TASK GOAL: From first line to last, output the records below exactly.

******

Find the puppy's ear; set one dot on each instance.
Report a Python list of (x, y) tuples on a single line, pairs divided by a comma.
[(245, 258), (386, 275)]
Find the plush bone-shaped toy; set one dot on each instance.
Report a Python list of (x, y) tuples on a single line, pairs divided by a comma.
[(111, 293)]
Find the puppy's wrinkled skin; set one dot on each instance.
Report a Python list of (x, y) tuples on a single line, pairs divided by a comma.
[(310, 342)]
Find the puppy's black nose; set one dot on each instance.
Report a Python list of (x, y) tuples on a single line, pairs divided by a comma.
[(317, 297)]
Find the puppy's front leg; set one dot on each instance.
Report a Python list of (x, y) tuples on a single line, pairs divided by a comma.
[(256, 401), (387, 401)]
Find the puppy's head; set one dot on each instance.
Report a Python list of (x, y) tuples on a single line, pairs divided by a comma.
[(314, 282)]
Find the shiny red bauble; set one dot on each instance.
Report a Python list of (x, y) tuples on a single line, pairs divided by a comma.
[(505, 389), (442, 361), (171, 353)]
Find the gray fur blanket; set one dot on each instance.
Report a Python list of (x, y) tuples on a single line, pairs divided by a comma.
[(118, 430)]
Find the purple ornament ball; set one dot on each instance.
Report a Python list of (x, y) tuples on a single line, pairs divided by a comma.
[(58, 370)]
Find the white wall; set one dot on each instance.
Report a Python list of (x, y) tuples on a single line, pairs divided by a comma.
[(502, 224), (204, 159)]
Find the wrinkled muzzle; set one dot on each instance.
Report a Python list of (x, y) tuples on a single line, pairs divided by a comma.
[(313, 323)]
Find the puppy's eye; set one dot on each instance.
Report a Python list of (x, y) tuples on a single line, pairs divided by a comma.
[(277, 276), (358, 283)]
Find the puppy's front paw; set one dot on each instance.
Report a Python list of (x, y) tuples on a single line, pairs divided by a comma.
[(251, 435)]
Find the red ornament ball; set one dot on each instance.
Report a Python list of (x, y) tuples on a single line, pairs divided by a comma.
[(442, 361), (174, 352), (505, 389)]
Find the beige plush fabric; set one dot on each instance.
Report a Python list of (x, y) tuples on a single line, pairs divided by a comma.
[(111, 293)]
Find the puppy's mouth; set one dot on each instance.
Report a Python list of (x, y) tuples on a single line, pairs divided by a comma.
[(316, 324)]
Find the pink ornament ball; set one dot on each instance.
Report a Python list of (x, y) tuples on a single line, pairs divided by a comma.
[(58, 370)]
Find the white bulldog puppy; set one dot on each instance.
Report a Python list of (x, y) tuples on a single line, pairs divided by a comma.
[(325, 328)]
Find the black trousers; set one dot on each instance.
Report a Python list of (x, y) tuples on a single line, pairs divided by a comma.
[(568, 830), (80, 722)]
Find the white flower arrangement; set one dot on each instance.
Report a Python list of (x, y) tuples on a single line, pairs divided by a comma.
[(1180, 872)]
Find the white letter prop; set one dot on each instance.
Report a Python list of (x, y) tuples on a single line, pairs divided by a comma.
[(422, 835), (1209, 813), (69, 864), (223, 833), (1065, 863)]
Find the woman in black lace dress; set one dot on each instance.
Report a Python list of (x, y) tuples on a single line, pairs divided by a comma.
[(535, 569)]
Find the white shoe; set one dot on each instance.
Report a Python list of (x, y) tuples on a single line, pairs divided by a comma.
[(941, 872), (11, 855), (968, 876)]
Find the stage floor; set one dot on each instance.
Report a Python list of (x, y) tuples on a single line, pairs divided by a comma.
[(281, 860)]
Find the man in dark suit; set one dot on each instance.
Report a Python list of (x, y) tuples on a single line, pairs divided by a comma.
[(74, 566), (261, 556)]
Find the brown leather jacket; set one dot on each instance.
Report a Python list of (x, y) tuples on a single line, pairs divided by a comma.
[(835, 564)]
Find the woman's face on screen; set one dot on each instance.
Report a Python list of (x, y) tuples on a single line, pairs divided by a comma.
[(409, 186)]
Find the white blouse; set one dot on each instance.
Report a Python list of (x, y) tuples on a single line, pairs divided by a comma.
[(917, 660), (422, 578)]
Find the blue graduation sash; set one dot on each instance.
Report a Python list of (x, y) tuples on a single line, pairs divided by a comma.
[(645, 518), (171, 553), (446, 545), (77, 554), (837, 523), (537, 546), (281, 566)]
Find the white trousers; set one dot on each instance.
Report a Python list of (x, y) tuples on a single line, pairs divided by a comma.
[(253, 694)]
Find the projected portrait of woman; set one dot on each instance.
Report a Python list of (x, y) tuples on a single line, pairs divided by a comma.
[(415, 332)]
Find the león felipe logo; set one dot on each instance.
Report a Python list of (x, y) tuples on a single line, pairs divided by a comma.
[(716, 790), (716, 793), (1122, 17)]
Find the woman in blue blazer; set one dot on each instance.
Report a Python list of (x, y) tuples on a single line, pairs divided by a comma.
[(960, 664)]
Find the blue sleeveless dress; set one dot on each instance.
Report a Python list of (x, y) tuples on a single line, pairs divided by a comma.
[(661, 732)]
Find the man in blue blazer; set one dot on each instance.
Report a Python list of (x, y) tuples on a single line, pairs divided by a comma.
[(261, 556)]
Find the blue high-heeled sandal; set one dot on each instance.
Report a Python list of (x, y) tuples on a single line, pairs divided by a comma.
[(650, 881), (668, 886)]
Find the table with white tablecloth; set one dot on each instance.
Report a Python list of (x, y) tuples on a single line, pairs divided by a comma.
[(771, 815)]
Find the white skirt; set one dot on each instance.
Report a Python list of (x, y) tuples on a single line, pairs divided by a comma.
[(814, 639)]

******

ANSWER BELOW:
Find the puppy's ear; set one dot on each instance.
Report a Python list of (x, y) tuples on a single line, pairs divided by a comma.
[(245, 258), (386, 275)]
Find the plush bone-shaped toy; set one dot on each instance.
Report a Python list of (x, y) tuples on a single line, pairs divided by a comma.
[(111, 293)]
Find the puppy's wrinkled skin; set one dot on each instance.
Report a Python list of (x, y) tuples on a single line, pairs divided by a comma.
[(310, 342)]
Find the puppy's black nose; set one dot on each instance.
Report a Python list of (x, y) tuples on a single line, pairs divided by a comma.
[(317, 297)]
Find the puppy's front leg; set one dot on each instance.
Report a Python list of (x, y) tuples on a single line, pairs divided by a comma.
[(256, 401), (387, 401)]
Find the puppy's head; set one dot on each instance.
Report a Python list of (x, y) tuples on a single line, pairs divided by a comma.
[(314, 282)]
Find the shiny red bauble; set one dot on each instance.
Report a Python list of (x, y) tuples on a single line, pairs divided by a comma.
[(505, 389), (442, 361), (171, 353)]
Find the gray fur blanket; set one dot on each instance.
Report a Python list of (x, y) tuples on a single line, pairs divided by a comma.
[(118, 430)]
Find the purple ornament ball; set one dot on each instance.
Report a Python list of (x, y) tuples on a single line, pairs divided by a comma.
[(58, 370)]
Find the white wall; set one dot on each instance.
Report a Python list of (x, y) tuples on a single line, pairs divided by a comma.
[(502, 224), (204, 159)]
Find the wrinkled muzzle; set one dot on each instance.
Report a Python list of (x, y) tuples on a single line, pairs divided by a comma.
[(313, 323)]
Find the puppy's eye; set one dot on each instance.
Report a Python list of (x, y) tuples on a single line, pairs divided by a comma.
[(277, 276), (358, 283)]
Find the puppy's front paw; set one dot on each instance.
Report a Python list of (x, y) tuples on a single line, pairs divided by a comma.
[(251, 435)]
Find the red ornament ball; set one dot on each instance.
Report a Python list of (x, y) tuples on a single line, pairs divided by a comma.
[(442, 361), (174, 352), (505, 389)]
Find the beige plush fabric; set one dot on each instance.
Report a Python list of (x, y) tuples on a single line, pairs divided by a comma.
[(111, 293)]
Find the puppy's mouth; set one dot on each instance.
Report a Python list of (x, y) tuples on a single line, pairs divided by a comma.
[(316, 324)]
Find the pink ornament ball; set one dot on each instance.
Report a Python list of (x, y) tuples on a single line, pairs divided by a comma.
[(58, 370)]
Find the white bulldog puppy; set one dot on each instance.
Report a Python list of (x, y) tuples on a single line, pairs divided by a comma.
[(325, 328)]
Find the black trousers; set one dot on each instance.
Report a Python list of (x, y) tuples on a single line, pairs divided by a comma.
[(568, 830), (80, 722)]
Find the white flower arrangement; set one dot on each instance.
Report a Python list of (x, y) tuples on a single line, pairs divided by a comma.
[(1180, 872)]
Find the white letter prop; set one dot on each instance.
Report a Python list of (x, y) tuples on a single line, pairs divided by a comma.
[(422, 835), (1209, 813), (69, 864), (223, 833), (1065, 863)]
Find the woman in black lace dress; set one dot on each instance.
Report a Python list of (x, y) tuples on a single line, pairs divided by a comma.
[(535, 569)]
Find the white shoe; set one dot on each instance.
Report a Python list of (x, y) tuples on a single line, pairs divided by a comma.
[(941, 872), (11, 855), (968, 876)]
Find the stage floor; set one dot on each instance.
Report a Python list of (x, y) tuples on a single line, pairs divided by a comma.
[(281, 860)]
Find the man in dark suit; set one dot on each instance.
Report a Python list of (x, y) tuples on a single line, pairs divided by a comma.
[(74, 566), (261, 556)]
Find the brown leather jacket; set one dot on each instance.
Report a Python list of (x, y) tuples on a single line, pairs divided by a comma.
[(835, 564)]
Find the woman's face on screen; set one dot on each instance.
Report a Python list of (x, y) tuples on a single line, pairs divided by a comma.
[(409, 186)]
Find the white blouse; set one dot on each instance.
Report a Python list of (x, y) tuples on a single line, pairs divided by a comma.
[(917, 660), (422, 578)]
Find the blue graduation sash; set one dot on each instance.
Report a Python list of (x, y) tuples on a single line, pairs divided by a comma.
[(645, 518), (171, 553), (446, 545), (77, 554), (837, 523), (537, 546), (281, 566)]
Find the white trousers; set one dot on each instance.
Report a Python list of (x, y) tuples on a single line, pairs divided by a comma.
[(253, 694)]
Find the projected portrait of woman; set one dot on each instance.
Report a Python list of (x, y) tuples on a single line, pairs divided by a comma.
[(415, 332)]
Find the león felipe logo; set one dot on each instance.
Report a Python list of (x, y) tuples on a single line, pairs divided by a comma.
[(716, 790), (716, 793), (1122, 17)]
Find the woman in blue blazer; set one dot on each instance.
Report a Python list of (x, y) tuples on a single line, pairs divided by a comma.
[(960, 664)]
Find the blue sleeveless dress; set one dot on each instance.
Report a Python list of (x, y) tuples on a single line, pairs divided by a comma.
[(661, 732)]
Find the man in blue blazer; set one dot on each instance.
Report a Python list of (x, y) tuples on a single line, pairs divided by a comma.
[(261, 556)]
Find the blue high-heeled sandal; set one dot on each instance.
Report a Python list of (x, y) tuples on a single line, pairs divided by a comma.
[(650, 881), (668, 886)]
Find the table with white tablecloth; set one dot on each instance.
Report a Python list of (x, y) tuples on a single line, pairs divided by a comma.
[(771, 815)]
Find the white skirt; set one dot on each instance.
Report a Python list of (x, y) tuples on a single line, pairs divided by a comma.
[(814, 639)]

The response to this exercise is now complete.